--- Start of Passage ---
Government funding deal has reopened key federal housing programs, allowing stalled FHA, VA and USDA loans and flood insurance policies to restart, though some delays may continue.

BY Realty+
Published - Monday, 17 Nov, 2025
Federal Housing Programs Restart as Congress Approves Government Funding Deal

After weeks of paralysis, the U.S. government is back up and running, reopening the federal programs that the housing market depends on. The House of Representatives approved a funding bill on Wednesday, ending what had become the longest government shutdown in American history. The Senate had passed the measure earlier in the week, and President Donald Trump signed it soon after.

For homebuyers, sellers and real estate professionals, the restart couldn’t come soon enough. Essential housing programs had been frozen, leaving families stuck in limbo, lenders unable to close deals and insurers unable to issue coverage. Shannon McGahn, chief advocacy officer at the National Association of Realtors, called the reopening “welcome news for Americans whose home purchases and insurance renewals have been delayed or derailed.”

Lenders across the country had been wrestling with stalled FHA, VA and USDA loans, which serve many first-time buyers and rural homeowners. New flood insurance policies under the National Flood Insurance Program (NFIP) had also been put on hold. Those delays rippled through local markets, slowing sales, postponing closings and creating a general sense of uncertainty.

McGahn warned that even though the government is open again, bottlenecks won’t disappear overnight. Many housing-related agencies are returning after a six-week pause, meaning loan files, insurance requests and underwriting reviews have piled up. “I would expect some additional delays as they work through them,” she said.

The funding package Congress approved doesn’t just reopen agencies—it also extends the NFIP’s authority to issue new policies through January 30, 2026. Flood insurance is required for mortgages in many coastal and river-adjacent areas, so this extension matters for thousands of buyers. The legislation also funds several major spending bills tied to agriculture, military construction and legislative agencies through the end of fiscal year 2026. Those bills cover the USDA and VA loan programs, two lifelines for rural buyers and veterans.

Furloughed federal employees will return to work with back pay, restoring the staff needed to keep everything from loan processing to inspections moving again. But Congress still faces another deadline in January, when additional funding bills must be passed to keep the rest of the government running.
--- End of Passage ---
--- Start of Available records ---
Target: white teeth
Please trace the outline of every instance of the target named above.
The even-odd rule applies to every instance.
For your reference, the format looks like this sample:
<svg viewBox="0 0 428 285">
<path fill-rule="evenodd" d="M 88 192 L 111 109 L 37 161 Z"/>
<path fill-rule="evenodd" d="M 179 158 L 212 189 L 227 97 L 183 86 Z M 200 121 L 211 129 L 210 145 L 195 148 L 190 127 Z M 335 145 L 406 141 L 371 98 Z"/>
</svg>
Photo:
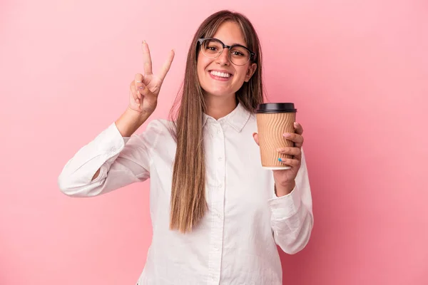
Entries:
<svg viewBox="0 0 428 285">
<path fill-rule="evenodd" d="M 228 78 L 229 77 L 230 77 L 230 74 L 229 74 L 229 73 L 225 73 L 223 72 L 218 72 L 218 71 L 212 71 L 211 74 L 213 74 L 213 76 L 215 76 L 223 77 L 224 78 Z"/>
</svg>

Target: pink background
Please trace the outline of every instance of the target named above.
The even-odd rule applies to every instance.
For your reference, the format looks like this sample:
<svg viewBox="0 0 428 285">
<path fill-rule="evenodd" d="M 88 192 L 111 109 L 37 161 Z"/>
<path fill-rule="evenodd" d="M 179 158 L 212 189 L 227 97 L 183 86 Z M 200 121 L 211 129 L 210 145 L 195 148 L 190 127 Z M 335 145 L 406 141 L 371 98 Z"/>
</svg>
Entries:
<svg viewBox="0 0 428 285">
<path fill-rule="evenodd" d="M 193 33 L 224 8 L 253 22 L 270 99 L 295 102 L 305 130 L 315 228 L 281 254 L 284 284 L 428 284 L 428 3 L 214 2 L 1 1 L 0 284 L 135 284 L 148 182 L 72 199 L 57 177 L 124 110 L 141 41 L 156 70 L 176 51 L 165 118 Z"/>
</svg>

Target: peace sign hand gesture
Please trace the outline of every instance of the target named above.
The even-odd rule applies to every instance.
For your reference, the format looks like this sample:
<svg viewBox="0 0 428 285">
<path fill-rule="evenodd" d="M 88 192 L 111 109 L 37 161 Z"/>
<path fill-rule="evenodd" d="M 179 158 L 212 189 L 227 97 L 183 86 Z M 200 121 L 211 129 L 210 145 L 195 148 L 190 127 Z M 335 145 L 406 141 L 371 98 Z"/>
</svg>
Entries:
<svg viewBox="0 0 428 285">
<path fill-rule="evenodd" d="M 166 73 L 174 58 L 174 51 L 171 51 L 158 75 L 152 73 L 152 62 L 148 45 L 144 41 L 142 45 L 144 76 L 136 74 L 131 81 L 129 90 L 129 108 L 141 115 L 150 115 L 158 105 L 158 95 Z"/>
</svg>

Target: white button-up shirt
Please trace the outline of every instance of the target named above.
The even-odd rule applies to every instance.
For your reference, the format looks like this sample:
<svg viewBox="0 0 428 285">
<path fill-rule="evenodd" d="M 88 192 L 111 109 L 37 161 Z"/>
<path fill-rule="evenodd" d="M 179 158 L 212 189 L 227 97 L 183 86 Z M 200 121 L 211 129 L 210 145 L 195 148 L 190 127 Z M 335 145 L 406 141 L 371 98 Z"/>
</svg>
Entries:
<svg viewBox="0 0 428 285">
<path fill-rule="evenodd" d="M 140 285 L 282 284 L 277 244 L 286 253 L 299 252 L 313 225 L 305 155 L 296 187 L 277 197 L 272 170 L 261 167 L 253 138 L 255 115 L 238 104 L 224 118 L 203 120 L 208 210 L 190 233 L 169 229 L 176 150 L 170 121 L 152 120 L 131 138 L 111 124 L 67 162 L 60 189 L 95 196 L 150 178 L 153 239 Z"/>
</svg>

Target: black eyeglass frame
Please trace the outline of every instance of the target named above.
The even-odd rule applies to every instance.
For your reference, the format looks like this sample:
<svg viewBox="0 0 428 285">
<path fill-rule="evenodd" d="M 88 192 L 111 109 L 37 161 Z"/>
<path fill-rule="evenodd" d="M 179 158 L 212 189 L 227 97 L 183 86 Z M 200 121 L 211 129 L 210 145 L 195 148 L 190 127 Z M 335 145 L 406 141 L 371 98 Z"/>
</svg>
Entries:
<svg viewBox="0 0 428 285">
<path fill-rule="evenodd" d="M 229 56 L 229 59 L 230 60 L 230 62 L 233 64 L 235 64 L 233 63 L 233 61 L 232 61 L 232 59 L 230 58 L 230 51 L 232 50 L 232 48 L 234 48 L 235 46 L 240 46 L 241 48 L 245 48 L 247 51 L 248 51 L 250 52 L 250 58 L 248 58 L 248 61 L 251 61 L 252 58 L 254 58 L 254 56 L 255 56 L 255 53 L 253 53 L 253 51 L 251 51 L 248 48 L 247 48 L 246 46 L 244 46 L 243 45 L 240 45 L 238 43 L 237 44 L 234 44 L 232 46 L 228 46 L 226 44 L 225 44 L 223 41 L 221 41 L 220 40 L 219 40 L 218 38 L 200 38 L 198 39 L 198 42 L 199 43 L 200 46 L 202 46 L 202 43 L 203 43 L 204 41 L 206 40 L 215 40 L 215 41 L 218 41 L 220 43 L 221 43 L 221 45 L 223 46 L 223 50 L 221 51 L 221 53 L 223 53 L 223 51 L 225 48 L 229 48 L 229 52 L 228 53 L 228 55 Z M 221 54 L 221 53 L 218 53 L 218 56 L 213 58 L 217 58 L 218 56 L 220 56 L 220 55 Z M 205 56 L 205 53 L 204 53 Z M 247 61 L 245 63 L 243 64 L 243 66 L 247 64 L 248 63 L 248 61 Z M 235 66 L 238 66 L 238 64 L 235 64 Z"/>
</svg>

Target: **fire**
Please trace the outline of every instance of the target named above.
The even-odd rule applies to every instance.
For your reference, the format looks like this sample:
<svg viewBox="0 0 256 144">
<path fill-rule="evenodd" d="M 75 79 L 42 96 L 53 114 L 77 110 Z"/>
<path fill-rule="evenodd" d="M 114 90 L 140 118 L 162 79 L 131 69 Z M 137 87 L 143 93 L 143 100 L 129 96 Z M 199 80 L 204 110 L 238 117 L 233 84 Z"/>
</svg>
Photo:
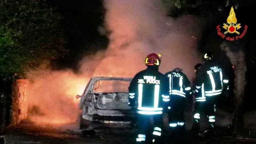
--- End of Available records ---
**Requirement 1**
In the rows, begin at the line that has "Target: **fire**" and stop after the last line of the rows. Update those lines so that "outline" becomes "boundary" and nothing else changes, and leave the picture out of your answer.
**Requirement 2**
Go on with the news piece about federal housing programs restarting after the shutdown, picking up after its final sentence.

**Final result 1**
Target: **fire**
Please trace the boundary of every instance of the target named above.
The even-odd rule applies to every instance.
For your reference, the format looks like this sample:
<svg viewBox="0 0 256 144">
<path fill-rule="evenodd" d="M 75 79 L 42 96 L 53 114 L 77 110 Z"/>
<path fill-rule="evenodd" d="M 114 90 L 140 118 L 162 79 L 131 69 Z M 137 87 L 143 93 L 143 100 L 129 96 Z M 199 80 L 204 110 L 238 117 L 233 84 Z"/>
</svg>
Photo:

**Final result 2**
Throughout the shutdown, the National Association of Realtors ran an aggressive advocacy campaign in Washington and around the country. Their goal was simple: get Congress to understand how deeply the shutdown was hurting the real estate market and, by extension, the broader economy. Real estate accounts for nearly a fifth of U.S. GDP, so even short disruptions can have significant economic effects. A shutdown of this length created daily setbacks for buyers, sellers and entire communities.

Before the shutdown began, NAR’s advocacy team launched a targeted Call for Action urging its federal representatives to protect the NFIP and highlight how essential it is to homeowners. Within two days, those efforts reached three-quarters of Congress. Soon after, almost every lawmaker had been briefed.

Once the shutdown hit, NAR gathered more than 600 firsthand stories from Realtors nationwide. These accounts described stranded buyers waiting for loan approvals, families stuck between moves and transactions falling apart at the last minute. NAR then organized dozens of state and local Realtor associations to send letters to their own members of Congress, pressing for an immediate reopening.

The lobbying effort did not stop there. NAR’s Washington team contacted all 535 members of Congress, sharing economic impact data and individual accounts that showed how the shutdown was dragging down the housing market. High-level meetings were held with the most influential lawmakers and committee leaders on Capitol Hill, including Speaker Mike Johnson, Senate Majority Leader Chuck Schumer, Senate Republican Leader John Thune and House Financial Services Committee leaders.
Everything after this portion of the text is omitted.